**Task requirements:** List every line in the entries that contains the word "knob", matching its case exactly.

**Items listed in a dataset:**
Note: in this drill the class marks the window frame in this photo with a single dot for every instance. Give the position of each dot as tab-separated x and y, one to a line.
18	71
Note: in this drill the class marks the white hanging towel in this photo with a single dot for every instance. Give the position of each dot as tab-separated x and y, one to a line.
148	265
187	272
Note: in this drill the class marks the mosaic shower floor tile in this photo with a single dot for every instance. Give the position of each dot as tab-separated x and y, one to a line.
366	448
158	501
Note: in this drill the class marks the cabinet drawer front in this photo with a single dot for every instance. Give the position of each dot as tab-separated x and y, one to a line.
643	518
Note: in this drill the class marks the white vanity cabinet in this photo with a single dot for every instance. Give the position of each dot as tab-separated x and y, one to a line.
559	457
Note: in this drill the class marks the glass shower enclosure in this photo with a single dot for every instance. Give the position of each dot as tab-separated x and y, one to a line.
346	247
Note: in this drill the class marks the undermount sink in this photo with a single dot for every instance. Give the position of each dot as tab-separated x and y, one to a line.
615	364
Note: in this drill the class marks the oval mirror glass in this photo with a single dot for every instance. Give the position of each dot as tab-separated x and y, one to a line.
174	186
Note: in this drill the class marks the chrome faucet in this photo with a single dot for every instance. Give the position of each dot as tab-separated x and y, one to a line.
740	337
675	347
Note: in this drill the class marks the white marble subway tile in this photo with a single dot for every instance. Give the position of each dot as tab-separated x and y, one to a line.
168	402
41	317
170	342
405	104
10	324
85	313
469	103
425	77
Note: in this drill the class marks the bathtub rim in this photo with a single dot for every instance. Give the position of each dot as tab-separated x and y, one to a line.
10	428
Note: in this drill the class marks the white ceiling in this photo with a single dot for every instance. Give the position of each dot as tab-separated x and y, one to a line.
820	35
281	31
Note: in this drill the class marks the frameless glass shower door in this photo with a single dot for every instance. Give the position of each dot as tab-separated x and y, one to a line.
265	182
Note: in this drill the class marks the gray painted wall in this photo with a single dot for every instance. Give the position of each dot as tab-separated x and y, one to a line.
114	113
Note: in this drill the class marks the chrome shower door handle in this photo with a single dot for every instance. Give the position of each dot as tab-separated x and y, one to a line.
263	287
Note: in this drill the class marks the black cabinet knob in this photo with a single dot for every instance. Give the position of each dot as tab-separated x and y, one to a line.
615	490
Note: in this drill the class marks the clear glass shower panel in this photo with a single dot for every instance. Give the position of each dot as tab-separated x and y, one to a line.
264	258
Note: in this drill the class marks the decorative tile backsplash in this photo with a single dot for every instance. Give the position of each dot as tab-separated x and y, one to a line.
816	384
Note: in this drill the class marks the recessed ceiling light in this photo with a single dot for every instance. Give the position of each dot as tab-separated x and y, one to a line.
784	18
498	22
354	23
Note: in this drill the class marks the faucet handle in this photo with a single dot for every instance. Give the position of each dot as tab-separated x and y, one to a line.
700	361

* * *

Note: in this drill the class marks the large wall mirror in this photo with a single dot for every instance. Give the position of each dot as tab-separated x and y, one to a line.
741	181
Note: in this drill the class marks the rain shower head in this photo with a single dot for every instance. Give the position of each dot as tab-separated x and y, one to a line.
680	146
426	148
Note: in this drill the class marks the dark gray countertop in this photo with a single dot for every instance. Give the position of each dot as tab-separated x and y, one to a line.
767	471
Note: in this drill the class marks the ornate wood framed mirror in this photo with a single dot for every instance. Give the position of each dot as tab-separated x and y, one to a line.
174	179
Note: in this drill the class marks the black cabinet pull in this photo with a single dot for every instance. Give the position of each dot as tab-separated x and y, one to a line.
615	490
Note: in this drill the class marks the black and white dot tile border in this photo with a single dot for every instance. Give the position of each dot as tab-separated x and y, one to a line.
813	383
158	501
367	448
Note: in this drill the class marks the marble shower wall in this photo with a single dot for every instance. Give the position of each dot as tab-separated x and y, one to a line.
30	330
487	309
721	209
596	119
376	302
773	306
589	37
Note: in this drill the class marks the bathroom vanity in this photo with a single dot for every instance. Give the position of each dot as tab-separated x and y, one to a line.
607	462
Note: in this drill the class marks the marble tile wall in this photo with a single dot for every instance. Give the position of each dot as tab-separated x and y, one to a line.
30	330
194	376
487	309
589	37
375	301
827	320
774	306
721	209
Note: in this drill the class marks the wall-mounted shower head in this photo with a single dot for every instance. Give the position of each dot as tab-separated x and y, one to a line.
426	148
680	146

**Result:**
Note: in this drill the class marks the black cabinet knob in this photo with a single dot for every instance. Give the position of each dot as tab-separated x and y, one to a line.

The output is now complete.